**Selected text:**
________________

WeeklyWorker

16.11.2017

Both sides of the witch-hunt

It is not anti-Semitic to refer to the mutual praise exchanged between the Nazis and Zionists. Tony Greenstein examines the AWL’s political schizophrenia

If there is one thing that the Zionist movement hates, it is being reminded of the time 80 years ago when leading Nazis not only praised the German Zionist movement, but also favoured it in preference to their ‘assimilationist’ opponents.

Why then do I mention it? Is it calculated cruelty? Have the Zionists changed their spots? No, the Zionist movement today is still willing to collaborate with fascists, Nazis and assorted anti-Semites. Whether it is the Zionist Organisation of America inviting Steve Bannon - the editor of Breitbart News, house magazine of the alt-right - to their annual gala1 or the visit in July by Binyamin Netanyahu to see his good friend, Hungarian prime minister Viktor Orbán. Orbán is the most racist leader in Europe (and the competition is quite strong). I have previously pointed out that, “Far from Netanyahu criticising him [Orbán] for his anti-Semitism, quite the opposite took place and Israel’s ambassador in Hungary, Yossi Amrani, was forced to withdraw his mild criticisms.”2

Shortly before Netanyahu landed in Hungary, Orbán had launched a nasty anti-Semitic campaign against George Soros, a survivor of the Nazi occupation of Hungary - who Netanyahu also hates, because he finances Israeli human rights groups. I wrote: “His real crime has been the campaign by Orbán and his Fidesz party to rehabilitate admiral Miklós Horthy, Hungary’s ruler between 1920 and 1944 and the author of Hungary’s wartime alliance with Nazi Germany.”3 Horthy presided over the deportation of nearly half a million Jews to Auschwitz, but that little fact did not get in the way of Netanyahu’s love-in with Orbán.

However, according to the misnamed Alliance for Workers’ Liberty, we are “left anti-Semites” for raising such matters (see Dale Street’s Solidarity article, reproduced below). On the contrary, it is the AWL which is demonstrating that it consists of a bunch of social chauvinists and apologists for the racist crimes of imperialism and Zionism.

Edwin Black, a devoted Zionist has written the most comprehensive book on the Nazi-Zionist trade agreement (the Ha’avara)that helped destroy the Jewish and international boycott of Nazi Germany.4 Black describes how on March 25 1933 Hermann Göring, panicked by the success of the boycott, summoned the leaders of German Jewry to his offices. At the last moment the Zionists secured an invitation. The three non-Zionist Jewish leaders denied that they had any influence over the boycott campaign in America (although they could not say it, they welcomed the pressure on the Nazis - it was this which had kept Nazi violence against Germany’s Jews in check). Black describes what happened next:

Blumenfeld [secretary of the German Zionist Federation] stepped forward on behalf of the Zionists, declaring that the German Zionist Federation was uniquely capable of conferring with Jewish leaders in other countries … Once uttered, the words forever changed the relationship between the Nazis and the Zionists.5

The Zionists, unlike the non-Zionists, were prepared to do their best to help the Nazis defeat the boycott - if in turn the Nazis would help them build a Jewish state in Palestine.

________________

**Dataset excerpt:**
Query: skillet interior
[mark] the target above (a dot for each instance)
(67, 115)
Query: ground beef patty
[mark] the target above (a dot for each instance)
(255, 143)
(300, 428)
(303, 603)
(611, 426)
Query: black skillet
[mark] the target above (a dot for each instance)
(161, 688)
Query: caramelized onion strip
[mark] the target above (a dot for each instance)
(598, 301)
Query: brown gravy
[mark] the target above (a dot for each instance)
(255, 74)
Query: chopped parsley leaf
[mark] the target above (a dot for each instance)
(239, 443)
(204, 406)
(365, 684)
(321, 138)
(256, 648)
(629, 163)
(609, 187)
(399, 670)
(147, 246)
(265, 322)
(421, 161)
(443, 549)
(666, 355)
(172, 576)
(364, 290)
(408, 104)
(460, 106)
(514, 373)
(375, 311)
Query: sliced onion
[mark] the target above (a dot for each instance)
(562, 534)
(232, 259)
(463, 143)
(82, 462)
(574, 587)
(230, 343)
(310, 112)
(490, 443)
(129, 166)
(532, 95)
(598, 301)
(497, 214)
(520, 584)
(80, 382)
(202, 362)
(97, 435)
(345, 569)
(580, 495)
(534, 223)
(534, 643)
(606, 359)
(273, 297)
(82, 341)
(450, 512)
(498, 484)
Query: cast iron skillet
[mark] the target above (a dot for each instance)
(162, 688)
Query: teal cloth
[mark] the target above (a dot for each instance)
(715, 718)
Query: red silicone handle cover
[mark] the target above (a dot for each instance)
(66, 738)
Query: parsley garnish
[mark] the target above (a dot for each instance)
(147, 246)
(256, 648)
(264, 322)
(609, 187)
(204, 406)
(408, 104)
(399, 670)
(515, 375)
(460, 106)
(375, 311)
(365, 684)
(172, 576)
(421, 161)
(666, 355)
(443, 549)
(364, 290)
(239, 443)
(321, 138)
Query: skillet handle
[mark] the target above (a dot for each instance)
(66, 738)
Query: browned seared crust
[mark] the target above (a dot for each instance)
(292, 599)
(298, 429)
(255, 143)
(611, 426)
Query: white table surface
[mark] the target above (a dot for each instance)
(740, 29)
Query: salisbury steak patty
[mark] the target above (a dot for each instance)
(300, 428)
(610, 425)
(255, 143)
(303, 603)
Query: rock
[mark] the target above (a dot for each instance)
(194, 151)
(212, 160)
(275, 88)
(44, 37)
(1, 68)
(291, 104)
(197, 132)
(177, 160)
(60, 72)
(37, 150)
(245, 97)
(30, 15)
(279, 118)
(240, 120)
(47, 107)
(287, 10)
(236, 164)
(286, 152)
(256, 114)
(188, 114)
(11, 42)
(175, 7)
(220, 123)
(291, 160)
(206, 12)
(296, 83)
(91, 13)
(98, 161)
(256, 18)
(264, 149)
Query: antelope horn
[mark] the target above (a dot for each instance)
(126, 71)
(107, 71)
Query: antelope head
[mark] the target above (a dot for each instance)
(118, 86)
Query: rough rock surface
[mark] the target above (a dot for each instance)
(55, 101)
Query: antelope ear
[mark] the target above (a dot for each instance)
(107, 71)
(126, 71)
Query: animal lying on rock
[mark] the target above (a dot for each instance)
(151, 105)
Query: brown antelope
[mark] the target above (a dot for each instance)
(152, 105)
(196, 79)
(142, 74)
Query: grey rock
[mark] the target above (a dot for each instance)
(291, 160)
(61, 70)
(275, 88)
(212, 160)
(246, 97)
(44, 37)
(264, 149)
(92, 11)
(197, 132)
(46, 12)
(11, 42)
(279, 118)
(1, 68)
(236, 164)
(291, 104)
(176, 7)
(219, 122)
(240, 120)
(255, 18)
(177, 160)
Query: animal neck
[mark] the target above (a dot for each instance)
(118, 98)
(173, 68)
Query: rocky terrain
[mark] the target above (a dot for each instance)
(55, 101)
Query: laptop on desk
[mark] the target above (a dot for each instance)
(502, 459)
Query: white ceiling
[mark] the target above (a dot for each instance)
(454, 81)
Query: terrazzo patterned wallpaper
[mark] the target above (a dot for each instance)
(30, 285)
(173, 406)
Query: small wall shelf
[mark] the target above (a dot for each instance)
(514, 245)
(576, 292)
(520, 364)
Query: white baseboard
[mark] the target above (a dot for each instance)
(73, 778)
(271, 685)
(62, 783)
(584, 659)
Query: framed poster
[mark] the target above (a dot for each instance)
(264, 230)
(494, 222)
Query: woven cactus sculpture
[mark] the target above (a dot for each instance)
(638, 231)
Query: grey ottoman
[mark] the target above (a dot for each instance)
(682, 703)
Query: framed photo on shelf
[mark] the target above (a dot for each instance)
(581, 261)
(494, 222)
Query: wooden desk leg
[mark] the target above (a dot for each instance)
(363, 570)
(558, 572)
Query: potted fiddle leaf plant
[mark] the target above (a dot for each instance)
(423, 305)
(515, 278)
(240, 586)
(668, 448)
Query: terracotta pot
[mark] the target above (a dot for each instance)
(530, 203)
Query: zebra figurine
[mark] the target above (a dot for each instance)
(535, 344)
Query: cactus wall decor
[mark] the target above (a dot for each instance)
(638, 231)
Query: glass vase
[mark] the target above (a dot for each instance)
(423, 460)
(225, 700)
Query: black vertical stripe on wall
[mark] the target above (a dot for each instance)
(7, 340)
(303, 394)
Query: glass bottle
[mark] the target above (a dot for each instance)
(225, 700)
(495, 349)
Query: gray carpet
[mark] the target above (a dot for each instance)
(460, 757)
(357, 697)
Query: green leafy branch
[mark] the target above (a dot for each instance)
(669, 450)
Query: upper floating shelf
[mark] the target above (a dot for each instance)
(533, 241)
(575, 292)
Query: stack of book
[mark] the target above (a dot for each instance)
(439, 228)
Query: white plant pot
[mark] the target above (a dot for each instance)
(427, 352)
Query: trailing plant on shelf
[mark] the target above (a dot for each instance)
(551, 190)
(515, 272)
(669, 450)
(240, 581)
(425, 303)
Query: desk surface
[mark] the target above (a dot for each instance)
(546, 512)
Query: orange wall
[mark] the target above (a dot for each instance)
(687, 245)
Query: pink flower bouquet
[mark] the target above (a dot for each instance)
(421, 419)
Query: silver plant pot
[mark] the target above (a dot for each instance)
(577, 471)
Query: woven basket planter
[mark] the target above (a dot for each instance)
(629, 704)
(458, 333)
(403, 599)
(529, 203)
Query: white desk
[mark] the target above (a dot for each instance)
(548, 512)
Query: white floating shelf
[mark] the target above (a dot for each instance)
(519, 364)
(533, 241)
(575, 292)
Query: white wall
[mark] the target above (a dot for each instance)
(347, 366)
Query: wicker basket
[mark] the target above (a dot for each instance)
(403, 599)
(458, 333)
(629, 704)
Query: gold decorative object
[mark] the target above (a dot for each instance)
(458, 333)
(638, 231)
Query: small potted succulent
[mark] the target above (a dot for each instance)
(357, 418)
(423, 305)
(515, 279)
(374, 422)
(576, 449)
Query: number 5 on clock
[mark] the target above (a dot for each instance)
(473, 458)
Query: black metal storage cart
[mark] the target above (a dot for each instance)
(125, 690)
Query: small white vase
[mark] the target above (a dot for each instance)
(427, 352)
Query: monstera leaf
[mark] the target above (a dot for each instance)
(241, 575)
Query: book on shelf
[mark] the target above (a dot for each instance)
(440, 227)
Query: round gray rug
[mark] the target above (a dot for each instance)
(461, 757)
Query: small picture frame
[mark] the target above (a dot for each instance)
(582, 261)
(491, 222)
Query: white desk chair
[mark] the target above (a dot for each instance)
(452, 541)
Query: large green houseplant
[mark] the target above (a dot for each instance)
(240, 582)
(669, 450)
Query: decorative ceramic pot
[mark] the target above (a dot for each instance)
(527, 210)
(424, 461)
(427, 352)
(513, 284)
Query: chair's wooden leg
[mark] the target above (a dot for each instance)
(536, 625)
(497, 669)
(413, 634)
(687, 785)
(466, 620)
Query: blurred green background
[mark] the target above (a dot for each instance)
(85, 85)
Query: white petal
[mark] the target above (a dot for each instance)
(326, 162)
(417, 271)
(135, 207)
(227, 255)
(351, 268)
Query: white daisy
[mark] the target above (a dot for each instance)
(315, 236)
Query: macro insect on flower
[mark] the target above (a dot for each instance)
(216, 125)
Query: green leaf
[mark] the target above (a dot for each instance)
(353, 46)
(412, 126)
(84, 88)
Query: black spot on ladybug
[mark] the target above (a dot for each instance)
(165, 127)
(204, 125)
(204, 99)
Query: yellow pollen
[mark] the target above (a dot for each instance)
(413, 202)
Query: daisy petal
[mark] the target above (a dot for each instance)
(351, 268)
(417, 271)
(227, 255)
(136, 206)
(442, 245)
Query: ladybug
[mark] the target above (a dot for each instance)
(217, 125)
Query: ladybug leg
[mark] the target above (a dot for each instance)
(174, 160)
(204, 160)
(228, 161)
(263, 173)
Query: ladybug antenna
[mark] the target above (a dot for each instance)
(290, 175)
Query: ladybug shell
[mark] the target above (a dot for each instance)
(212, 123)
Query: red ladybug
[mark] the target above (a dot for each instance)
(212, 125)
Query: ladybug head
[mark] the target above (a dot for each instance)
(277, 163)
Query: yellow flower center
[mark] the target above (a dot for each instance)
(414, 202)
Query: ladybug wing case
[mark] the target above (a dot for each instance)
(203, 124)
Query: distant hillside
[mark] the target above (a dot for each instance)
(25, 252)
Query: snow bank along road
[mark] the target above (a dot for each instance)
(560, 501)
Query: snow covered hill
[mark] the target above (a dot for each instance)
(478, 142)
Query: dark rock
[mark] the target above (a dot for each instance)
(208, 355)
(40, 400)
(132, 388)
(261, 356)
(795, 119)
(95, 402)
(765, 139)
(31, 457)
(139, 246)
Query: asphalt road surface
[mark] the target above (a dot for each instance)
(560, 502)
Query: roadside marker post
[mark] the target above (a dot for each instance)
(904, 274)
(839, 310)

________________

**Problems to solve:**
(a) In the article on Zionism and the Nazis, begin at the words "Both sides of" and stop after "their ‘assimilationist’ opponents.". Write that passage out again, swapping "praised" for "commended".
(b) Please extend the article on Zionism and the Nazis, picking up after its last sentence.

**The responses:**
(a)
Both sides of the witch-hunt

It is not anti-Semitic to refer to the mutual praise exchanged between the Nazis and Zionists. Tony Greenstein examines the AWL’s political schizophrenia

If there is one thing that the Zionist movement hates, it is being reminded of the time 80 years ago when leading Nazis not only commended the German Zionist movement, but also favoured it in preference to their ‘assimilationist’ opponents.

(b)
Why is this relevant? Because today, as fascist groups and racism (including anti-Semitism) are on the rise in eastern Europe and elsewhere, the Israeli state and its leaders have the friendliest of relations with not only Orbán, but other racist and anti-Semitic regimes - for example, Polish prime minister Beata Szydło of the far-right Law and Justice party.

Only last weekend there was a march of an estimated 60,000 fascists in Warsaw celebrating a pogrom against the Jews in Warsaw in 1936.6 Their slogan is ‘Pray for Islamic holocaust’. Presumably there is no point in praying for another Jewish one, since most Polish Jews either died in the holocaust or departed after the war. We can assume that Israel will not be making any representations about this march.

Today the primary victims of fascist violence in Europe are Muslims and this is not unwelcome to Israel and the Zionist movement. The far right in Europe and America openly admire Israel for its hostility to Muslims. The neo-Nazi leader of America’s alt-right, Richard Spencer, declares that he is a ‘white Zionist’.7 Is there a difference between the march in Warsaw and the thousands of settlers who chant ‘Death to the Arabs’ in Jerusalem?

The AWL is nothing if not stupid. You might have thought that its experience of being denounced as ‘anti-Semitic’ by Owen Smith in the leadership contest with Jeremy Corbyn would have taught it a lesson. At least two AWL members - Pete Radcliff and Daniel Randall - have been expelled from the Labour Party for ‘left anti-Semitism’.

The AWL is unique on the British left. It is Trotskyist Zionist (though Trotsky would have run a mile from them!). Whereas most supporters of a two-state solution in Palestine reluctantly accept the continuance of a racist Jewish supremacist state, the AWL endorses the apartheid Jewish state enthusiastically. Those who do not share this enthusiasm are guilty of ‘left anti-Semitism’.

Absurdly, however, the AWL argues that ‘left anti-Semitism’ is not racist! As I pointed out in a debate with Daniel Randall on September 15 2016, if it is not racist it is not anti-Semitic either!8 They should find another word - like anti-Zionist!

During our debate I embarrassed Randall by noting that he had been expelled from the Labour Party for ‘left anti-Semitism’. His response was: “I do want to say from the outset that it is undeniably the case that the issue of anti-Semitism has been instrumentalised and manipulated by some on the Labour right and their supporters in the press in order to undermine Corbyn and the left.”9

Never before or since, as far as I know, has the AWL admitted that ‘left anti-Semitism’ is a weapon used by the right against the left. It took the experience of the summer of 2016 for the AWL to realise that for the Labour right ‘anti-Semitic’ and being on the left were synonymous. In Scotland, Rhea Wolfson, the left’s candidate for the national executive committee and herself a member of the Jewish Labour Movement, had her nomination rejected by her Glasgow constituency, after Jim Murphy, Blair’s Scottish leftover, accused Momentum of ‘anti-Semitism’.

Warm relations

What has angered the AWL is that Moshé Machover has been exonerated and readmitted to the Labour Party despite writing an “apparently anti-Semitic” article, describing the warm relations between leading Nazis and the Zionist movement in Germany. Indeed Sam Matthews of the disputes committee backed away from his initial description of the article that Moshé had written and which Labour Party Marxists had reprinted.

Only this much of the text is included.